_練習用の記事_.
ふじみ野市
大井みどり動物病院

2025/10/14

口の中のメラノーマ疑いをどうするか4

戦わない
 
 
 
 

 

 
 
埼玉県ふじみ野市の大井みどり動物病院です。
 
 
 
ただし、症状がある場合、特殊な皮膚病が疑われる場合、リンパ腫が疑われる場合、またはご家族がしこりの正体を知りたい、もしくは除去したいと希望する場合には、手術や治療を行うことがあります。
 
 
ご家族はしこりがあると心配し、手術で取り除きたくなることが多いようです。しこりの正体を知りたいという気持ちや、良性と分かって安心したいという目的で切除するケースはよくあります。
 
 
本物の転移する悪性度の高いがんに対しは勝ち目はなく、かえって治療の副作用により短命になることが多いかもしれません。一方、そのようながん以外はがんだとしても意外と共存できて生命を脅かすことはないように考えています。つまり、「本物のがんになったら諦めて、それ以外なら共存して、がんとは戦わないのがよい」というのがよいかもしれません。つまり、固形がんに積極的な治療はせず、経過観察はひとつのよい選択肢となるかもしれません。

_練習の課題_.
**a.** 次の(i)〜(iii)がメラノーマの記事の内容に合っているか、それぞれ「はい」か「いいえ」で答え、決め手となる記事の言葉をそのまま引用してください。(i) 症状がある場合には、手術や治療を行うことがある。(ii) 固形がんには積極的な治療をすすめている。(iii) しこりの正体を知りたくて、切除を選ぶご家族はよくいる。
**b.** メラノーマの記事の最後の文に続けて、その先を書いてください。
データの行は、メラノーマの記事とは関係ありません。

_データ一覧_.
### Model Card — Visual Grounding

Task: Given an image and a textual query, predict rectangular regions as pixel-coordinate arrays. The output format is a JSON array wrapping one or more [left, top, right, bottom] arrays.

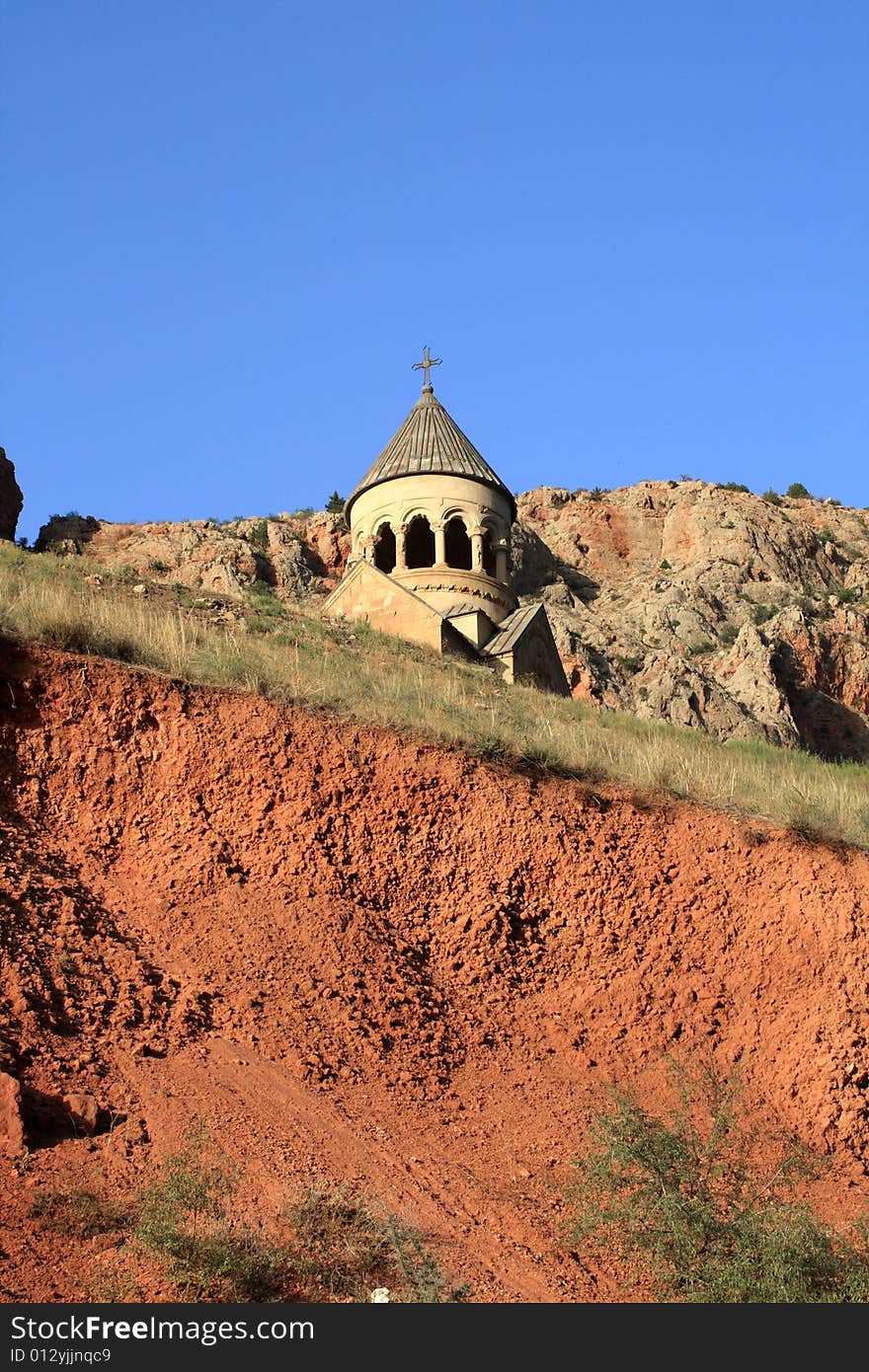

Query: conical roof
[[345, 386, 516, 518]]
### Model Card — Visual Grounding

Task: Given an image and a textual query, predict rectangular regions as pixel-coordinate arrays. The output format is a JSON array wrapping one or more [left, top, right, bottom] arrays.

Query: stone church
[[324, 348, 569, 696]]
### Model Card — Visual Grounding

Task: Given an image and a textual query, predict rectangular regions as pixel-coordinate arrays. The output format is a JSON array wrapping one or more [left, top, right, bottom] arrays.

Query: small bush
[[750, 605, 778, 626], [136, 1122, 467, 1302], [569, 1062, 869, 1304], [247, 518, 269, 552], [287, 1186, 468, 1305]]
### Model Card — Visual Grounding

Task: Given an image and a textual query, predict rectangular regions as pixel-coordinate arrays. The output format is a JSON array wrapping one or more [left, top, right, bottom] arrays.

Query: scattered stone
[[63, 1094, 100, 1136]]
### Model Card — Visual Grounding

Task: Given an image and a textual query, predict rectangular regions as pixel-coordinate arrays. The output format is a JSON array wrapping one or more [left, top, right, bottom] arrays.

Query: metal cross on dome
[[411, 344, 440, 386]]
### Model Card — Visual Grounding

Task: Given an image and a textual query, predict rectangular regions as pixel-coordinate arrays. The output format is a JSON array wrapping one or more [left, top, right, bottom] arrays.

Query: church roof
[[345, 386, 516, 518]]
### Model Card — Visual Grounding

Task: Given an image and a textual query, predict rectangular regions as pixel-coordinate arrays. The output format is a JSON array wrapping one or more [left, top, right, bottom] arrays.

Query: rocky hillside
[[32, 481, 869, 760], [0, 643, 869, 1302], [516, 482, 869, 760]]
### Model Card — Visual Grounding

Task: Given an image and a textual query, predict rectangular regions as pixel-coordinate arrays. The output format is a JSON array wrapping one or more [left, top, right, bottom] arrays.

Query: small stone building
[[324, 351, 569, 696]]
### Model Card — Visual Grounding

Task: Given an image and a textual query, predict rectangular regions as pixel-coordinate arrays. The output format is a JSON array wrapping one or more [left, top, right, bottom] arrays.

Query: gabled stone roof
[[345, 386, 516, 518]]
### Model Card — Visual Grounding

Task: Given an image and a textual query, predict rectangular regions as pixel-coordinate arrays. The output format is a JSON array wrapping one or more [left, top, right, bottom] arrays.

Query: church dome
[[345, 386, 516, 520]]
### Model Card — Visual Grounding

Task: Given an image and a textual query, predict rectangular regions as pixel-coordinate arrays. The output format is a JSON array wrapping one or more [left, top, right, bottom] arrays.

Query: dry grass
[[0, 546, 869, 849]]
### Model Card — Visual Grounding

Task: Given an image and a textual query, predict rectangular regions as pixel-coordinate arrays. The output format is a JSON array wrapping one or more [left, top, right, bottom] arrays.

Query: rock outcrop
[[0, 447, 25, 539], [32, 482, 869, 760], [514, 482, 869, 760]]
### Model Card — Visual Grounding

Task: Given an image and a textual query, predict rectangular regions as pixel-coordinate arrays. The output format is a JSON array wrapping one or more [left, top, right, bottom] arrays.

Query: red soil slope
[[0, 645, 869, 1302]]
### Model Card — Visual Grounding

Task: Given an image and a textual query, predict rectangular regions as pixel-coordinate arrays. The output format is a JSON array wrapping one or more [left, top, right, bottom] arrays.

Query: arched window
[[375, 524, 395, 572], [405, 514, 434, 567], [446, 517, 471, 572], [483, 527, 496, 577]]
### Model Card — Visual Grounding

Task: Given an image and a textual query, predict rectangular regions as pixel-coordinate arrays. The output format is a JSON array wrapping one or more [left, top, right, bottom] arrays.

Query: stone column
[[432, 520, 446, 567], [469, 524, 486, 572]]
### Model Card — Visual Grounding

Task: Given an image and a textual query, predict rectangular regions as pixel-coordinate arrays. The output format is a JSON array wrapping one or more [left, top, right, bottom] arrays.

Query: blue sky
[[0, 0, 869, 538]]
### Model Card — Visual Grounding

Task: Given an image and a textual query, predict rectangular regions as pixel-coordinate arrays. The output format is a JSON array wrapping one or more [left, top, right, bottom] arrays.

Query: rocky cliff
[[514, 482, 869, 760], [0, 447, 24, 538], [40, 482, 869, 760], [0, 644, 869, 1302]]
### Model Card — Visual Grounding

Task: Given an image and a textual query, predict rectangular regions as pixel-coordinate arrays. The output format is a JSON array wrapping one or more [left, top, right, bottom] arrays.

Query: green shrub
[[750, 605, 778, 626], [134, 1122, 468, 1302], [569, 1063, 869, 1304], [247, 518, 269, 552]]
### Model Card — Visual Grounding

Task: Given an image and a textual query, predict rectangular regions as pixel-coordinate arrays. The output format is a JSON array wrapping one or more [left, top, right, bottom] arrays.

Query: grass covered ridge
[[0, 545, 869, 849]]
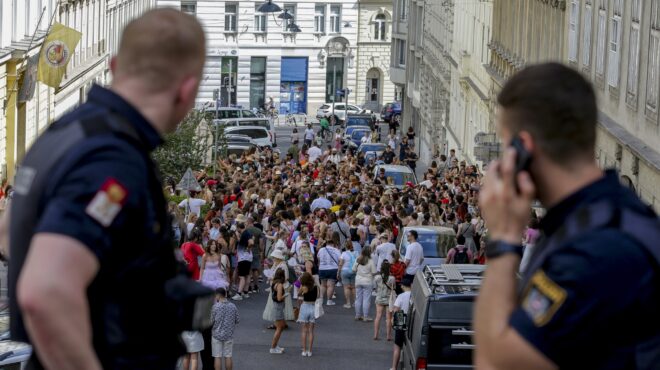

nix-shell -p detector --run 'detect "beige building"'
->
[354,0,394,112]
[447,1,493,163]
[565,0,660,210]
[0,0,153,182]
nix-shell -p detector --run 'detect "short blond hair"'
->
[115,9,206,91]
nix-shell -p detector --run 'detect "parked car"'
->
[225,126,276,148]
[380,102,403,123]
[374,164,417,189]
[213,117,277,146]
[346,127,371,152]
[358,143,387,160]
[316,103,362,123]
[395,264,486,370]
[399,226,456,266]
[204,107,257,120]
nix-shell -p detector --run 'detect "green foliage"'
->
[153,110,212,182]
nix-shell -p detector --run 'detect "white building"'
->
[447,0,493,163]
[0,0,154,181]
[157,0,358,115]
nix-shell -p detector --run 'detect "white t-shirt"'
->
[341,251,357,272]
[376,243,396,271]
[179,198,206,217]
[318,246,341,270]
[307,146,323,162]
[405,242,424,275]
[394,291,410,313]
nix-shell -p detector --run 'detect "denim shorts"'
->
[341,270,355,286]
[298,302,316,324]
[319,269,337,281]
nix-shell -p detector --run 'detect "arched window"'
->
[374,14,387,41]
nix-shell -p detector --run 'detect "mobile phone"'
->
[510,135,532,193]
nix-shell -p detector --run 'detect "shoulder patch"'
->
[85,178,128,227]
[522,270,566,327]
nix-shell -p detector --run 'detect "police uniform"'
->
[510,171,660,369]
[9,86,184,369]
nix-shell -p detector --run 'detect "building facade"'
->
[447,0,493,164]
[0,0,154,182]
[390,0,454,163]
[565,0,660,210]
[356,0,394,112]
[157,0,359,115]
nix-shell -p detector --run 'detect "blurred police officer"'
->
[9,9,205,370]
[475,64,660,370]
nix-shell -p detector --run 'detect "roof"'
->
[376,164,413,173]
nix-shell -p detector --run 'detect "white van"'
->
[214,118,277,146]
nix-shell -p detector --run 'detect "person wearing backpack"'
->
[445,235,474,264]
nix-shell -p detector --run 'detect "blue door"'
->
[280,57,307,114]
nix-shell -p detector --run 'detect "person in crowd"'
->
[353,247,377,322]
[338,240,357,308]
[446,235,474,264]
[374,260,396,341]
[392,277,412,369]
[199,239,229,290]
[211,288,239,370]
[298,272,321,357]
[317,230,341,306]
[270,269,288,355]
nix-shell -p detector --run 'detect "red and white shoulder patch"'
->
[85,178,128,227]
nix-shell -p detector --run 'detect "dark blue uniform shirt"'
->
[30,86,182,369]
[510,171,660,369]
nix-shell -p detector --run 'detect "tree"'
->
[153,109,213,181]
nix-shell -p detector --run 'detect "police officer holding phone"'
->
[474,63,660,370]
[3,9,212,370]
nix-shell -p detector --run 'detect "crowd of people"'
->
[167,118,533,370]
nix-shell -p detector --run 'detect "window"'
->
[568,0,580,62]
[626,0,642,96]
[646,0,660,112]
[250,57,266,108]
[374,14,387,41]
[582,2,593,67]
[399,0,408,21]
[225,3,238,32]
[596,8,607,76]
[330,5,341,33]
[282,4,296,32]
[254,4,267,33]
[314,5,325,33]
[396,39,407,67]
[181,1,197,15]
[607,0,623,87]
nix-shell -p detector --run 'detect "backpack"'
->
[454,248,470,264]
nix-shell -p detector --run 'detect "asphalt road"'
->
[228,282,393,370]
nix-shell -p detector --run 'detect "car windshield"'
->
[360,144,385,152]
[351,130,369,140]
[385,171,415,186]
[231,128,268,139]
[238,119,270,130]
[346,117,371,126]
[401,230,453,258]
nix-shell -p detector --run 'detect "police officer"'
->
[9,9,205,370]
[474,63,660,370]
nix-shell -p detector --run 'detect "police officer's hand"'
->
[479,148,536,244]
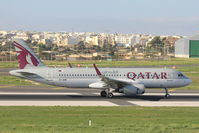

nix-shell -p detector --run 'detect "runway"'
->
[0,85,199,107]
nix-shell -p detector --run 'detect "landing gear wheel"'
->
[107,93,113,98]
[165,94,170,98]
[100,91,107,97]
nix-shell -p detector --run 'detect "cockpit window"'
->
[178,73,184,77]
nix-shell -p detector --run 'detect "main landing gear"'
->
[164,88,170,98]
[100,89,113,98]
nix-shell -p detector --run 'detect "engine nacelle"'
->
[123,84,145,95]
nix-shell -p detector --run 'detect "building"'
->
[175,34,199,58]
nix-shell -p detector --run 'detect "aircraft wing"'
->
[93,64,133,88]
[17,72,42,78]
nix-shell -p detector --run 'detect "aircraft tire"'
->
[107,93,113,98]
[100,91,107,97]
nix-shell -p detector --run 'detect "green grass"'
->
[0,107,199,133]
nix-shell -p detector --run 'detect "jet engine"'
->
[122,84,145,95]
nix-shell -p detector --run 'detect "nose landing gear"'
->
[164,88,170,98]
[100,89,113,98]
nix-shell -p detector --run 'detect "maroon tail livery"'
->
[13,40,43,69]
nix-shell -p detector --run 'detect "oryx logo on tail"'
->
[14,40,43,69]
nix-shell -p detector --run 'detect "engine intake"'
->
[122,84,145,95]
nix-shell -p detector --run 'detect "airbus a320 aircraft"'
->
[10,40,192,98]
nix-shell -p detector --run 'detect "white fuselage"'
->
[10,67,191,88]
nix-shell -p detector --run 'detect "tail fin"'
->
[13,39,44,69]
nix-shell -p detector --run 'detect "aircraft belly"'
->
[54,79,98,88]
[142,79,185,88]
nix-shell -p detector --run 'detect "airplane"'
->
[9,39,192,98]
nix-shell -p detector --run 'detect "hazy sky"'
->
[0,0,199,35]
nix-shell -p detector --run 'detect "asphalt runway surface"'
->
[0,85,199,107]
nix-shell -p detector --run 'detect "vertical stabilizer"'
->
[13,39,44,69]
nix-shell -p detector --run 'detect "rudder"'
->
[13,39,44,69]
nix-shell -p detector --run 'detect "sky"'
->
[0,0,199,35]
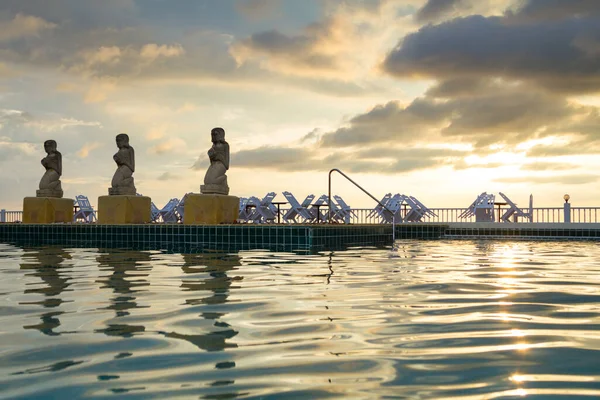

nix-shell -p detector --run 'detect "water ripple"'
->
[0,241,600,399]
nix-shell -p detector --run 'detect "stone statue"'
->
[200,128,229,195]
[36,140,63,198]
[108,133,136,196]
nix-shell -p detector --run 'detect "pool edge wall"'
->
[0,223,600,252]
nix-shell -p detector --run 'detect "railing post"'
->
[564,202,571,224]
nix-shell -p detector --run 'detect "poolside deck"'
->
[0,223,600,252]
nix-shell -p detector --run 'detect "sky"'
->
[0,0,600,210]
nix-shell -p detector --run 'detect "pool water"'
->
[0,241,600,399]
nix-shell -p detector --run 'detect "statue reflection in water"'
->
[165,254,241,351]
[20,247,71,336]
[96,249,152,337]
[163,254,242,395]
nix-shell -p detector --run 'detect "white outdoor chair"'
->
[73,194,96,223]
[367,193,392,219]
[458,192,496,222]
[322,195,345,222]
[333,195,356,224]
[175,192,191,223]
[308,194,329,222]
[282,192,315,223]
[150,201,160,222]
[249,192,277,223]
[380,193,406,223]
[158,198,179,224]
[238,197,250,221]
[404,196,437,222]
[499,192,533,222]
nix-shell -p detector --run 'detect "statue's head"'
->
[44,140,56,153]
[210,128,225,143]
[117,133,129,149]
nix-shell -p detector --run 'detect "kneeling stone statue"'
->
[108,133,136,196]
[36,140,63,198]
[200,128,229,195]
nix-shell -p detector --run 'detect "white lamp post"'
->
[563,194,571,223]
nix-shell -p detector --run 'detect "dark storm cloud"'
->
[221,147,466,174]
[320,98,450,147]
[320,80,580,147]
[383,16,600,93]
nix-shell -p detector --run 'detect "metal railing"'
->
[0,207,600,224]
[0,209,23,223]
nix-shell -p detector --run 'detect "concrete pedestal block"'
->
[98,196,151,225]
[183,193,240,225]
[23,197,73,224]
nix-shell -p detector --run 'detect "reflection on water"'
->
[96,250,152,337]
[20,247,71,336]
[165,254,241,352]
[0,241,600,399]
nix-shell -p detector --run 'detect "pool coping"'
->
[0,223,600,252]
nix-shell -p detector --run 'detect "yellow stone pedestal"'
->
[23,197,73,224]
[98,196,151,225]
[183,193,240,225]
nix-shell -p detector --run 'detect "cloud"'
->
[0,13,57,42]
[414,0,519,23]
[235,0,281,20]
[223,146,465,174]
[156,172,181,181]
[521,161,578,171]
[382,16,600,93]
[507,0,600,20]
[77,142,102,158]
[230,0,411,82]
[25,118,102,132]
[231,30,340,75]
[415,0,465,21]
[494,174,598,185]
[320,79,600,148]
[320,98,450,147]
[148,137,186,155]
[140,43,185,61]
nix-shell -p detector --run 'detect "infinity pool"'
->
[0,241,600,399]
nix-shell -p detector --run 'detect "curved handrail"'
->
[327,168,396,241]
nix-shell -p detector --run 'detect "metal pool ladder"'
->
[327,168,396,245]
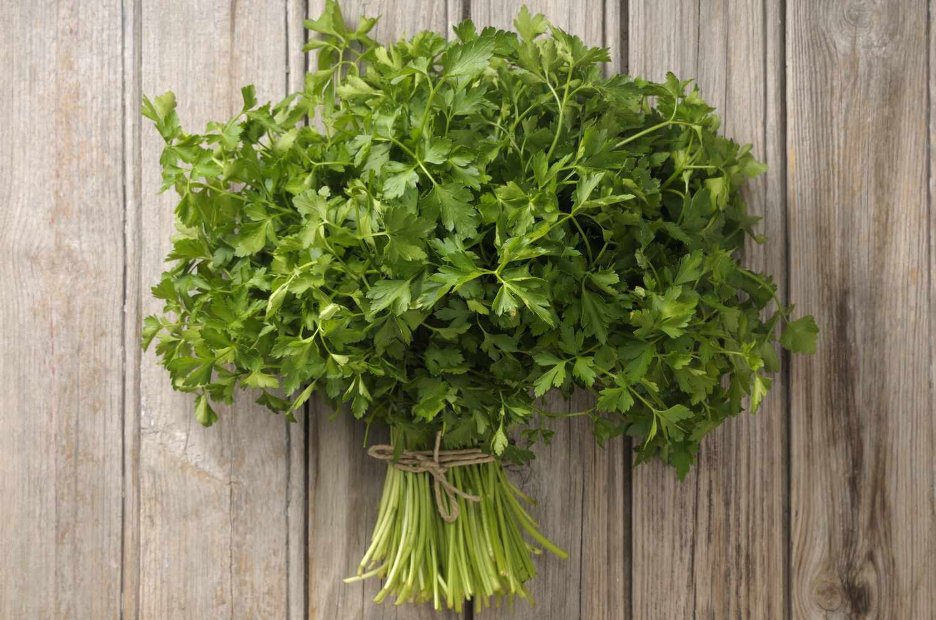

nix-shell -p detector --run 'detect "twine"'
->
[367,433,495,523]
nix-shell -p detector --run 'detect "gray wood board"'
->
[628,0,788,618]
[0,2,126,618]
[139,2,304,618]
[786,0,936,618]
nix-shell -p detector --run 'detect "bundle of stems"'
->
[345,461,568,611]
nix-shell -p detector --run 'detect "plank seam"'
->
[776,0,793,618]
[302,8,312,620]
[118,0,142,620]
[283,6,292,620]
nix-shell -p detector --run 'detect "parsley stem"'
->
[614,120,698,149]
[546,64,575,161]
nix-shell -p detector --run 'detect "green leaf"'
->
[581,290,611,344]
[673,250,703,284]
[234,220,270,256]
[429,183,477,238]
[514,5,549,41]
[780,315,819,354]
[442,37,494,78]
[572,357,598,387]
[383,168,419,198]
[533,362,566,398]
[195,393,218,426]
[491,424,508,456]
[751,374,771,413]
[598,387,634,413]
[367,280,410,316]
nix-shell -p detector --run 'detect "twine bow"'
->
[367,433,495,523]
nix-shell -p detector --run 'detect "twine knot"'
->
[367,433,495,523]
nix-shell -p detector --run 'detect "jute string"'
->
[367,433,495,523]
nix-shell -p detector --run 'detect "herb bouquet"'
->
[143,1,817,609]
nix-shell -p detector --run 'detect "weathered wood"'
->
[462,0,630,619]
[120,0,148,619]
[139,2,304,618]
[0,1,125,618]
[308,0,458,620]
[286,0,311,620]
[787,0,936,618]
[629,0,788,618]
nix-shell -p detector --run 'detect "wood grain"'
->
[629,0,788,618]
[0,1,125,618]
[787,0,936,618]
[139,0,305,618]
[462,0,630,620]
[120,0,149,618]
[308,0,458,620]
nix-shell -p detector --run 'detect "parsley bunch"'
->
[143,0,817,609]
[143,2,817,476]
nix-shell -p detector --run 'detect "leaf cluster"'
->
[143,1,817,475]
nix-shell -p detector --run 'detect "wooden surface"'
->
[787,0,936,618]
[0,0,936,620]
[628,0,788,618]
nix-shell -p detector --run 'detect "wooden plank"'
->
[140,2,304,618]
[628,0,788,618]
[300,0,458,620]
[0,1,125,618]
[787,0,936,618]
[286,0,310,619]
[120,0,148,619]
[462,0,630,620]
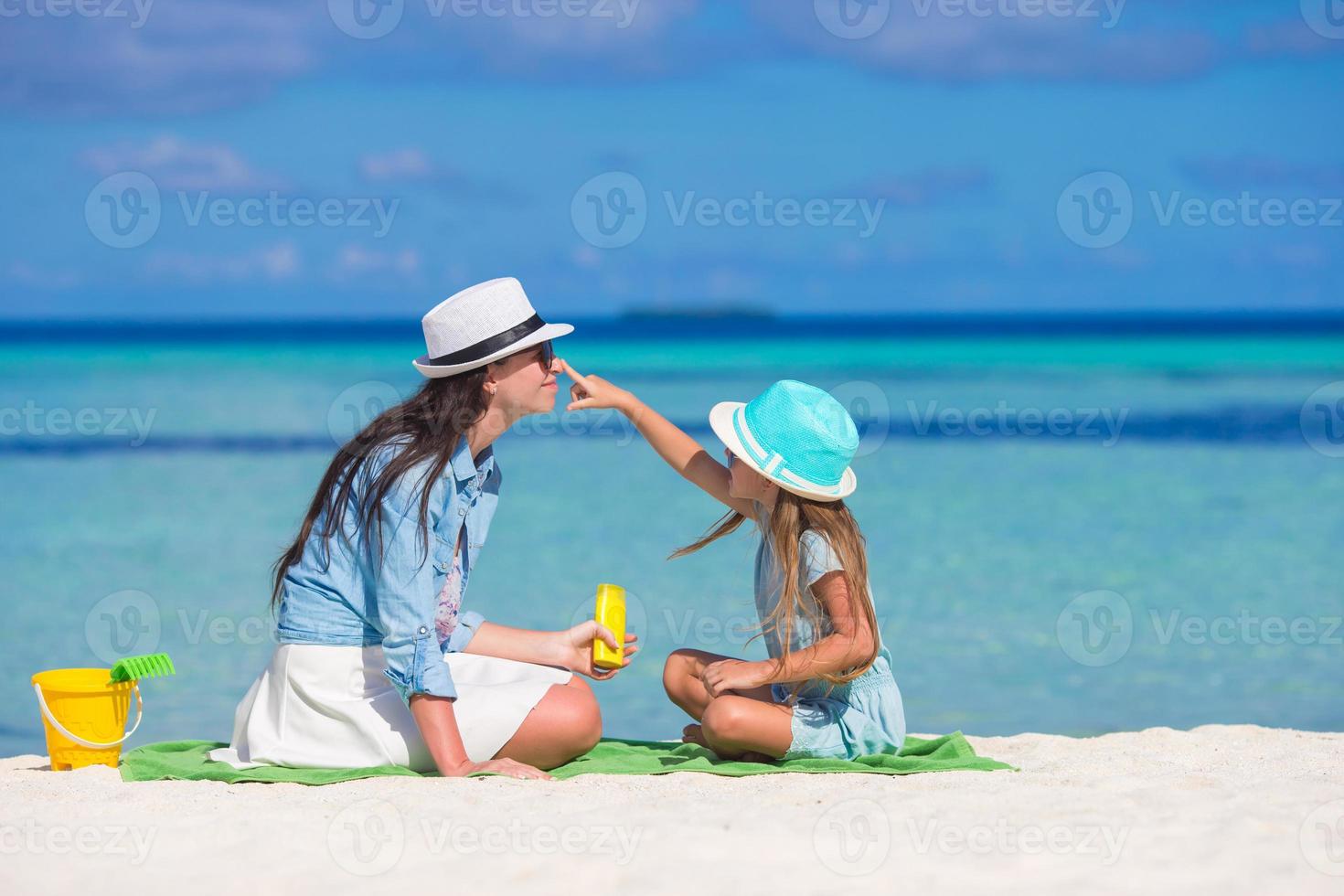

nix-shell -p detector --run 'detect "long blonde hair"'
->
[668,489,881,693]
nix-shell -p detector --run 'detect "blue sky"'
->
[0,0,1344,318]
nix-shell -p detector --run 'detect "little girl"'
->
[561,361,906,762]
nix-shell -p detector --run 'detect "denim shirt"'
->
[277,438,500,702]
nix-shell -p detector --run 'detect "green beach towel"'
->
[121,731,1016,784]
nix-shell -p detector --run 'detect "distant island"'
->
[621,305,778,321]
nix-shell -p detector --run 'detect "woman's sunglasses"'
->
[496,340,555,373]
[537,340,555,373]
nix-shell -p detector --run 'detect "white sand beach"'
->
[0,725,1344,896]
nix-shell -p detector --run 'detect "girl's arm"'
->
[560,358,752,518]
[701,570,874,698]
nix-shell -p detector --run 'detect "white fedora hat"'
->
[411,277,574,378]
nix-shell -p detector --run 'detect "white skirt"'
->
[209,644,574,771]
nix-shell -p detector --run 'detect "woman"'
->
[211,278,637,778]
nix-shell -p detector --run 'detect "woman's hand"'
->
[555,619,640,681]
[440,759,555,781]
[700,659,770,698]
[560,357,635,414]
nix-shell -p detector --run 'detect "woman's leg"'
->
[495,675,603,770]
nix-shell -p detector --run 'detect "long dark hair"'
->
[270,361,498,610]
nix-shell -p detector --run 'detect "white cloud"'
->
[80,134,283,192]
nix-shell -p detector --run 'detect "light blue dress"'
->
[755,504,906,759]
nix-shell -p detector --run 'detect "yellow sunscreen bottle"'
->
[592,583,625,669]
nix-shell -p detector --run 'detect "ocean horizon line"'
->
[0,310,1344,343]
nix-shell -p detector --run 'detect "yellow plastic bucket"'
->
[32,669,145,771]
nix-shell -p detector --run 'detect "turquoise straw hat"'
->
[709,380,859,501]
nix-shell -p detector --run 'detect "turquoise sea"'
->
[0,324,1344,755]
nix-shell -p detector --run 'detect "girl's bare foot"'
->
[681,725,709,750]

_課題の答え_.
**a.**
(i) はい。「症状がある場合、特殊な皮膚病が疑われる場合、リンパ腫が疑われる場合、またはご家族がしこりの正体を知りたい、もしくは除去したいと希望する場合には、手術や治療を行うことがあります」
(ii) いいえ。「固形がんに積極的な治療はせず、経過観察はひとつのよい選択肢となるかもしれません」
(iii) はい。「しこりの正体を知りたいという気持ちや、良性と分かって安心したいという目的で切除するケースはよくあります」

**b.**
以上のような、がんを疑うしこり(ほとんどの固形がん)は経過観察が良いという考えをお伝えすることがありますが、一般の方には理解しにくいようです。腫瘍学の教科書にはこのような意味で、「がんとは戦わず、しこりを様子見する」といった記述は一切なく、このような考え方はまったく一般的ではありません。あくまで犬猫の医療においての、個人的な臨床獣医師の視点として、参考程度に受け止めていただければと思います。
 
 
なお、このポメラニアンさんのしこりはやや小さくなり、「進行」ではなく「退行」したと言えます。経過観察中のがんが縮小したり消失したりするケースがあると聞いたことがありますが、その真意は不明です。
 
 
とにかく、このポメラニアンさんのご家族は積極的な治療をせず、経過観察を選び、穏やかな最期を迎えることができたので、良かったです。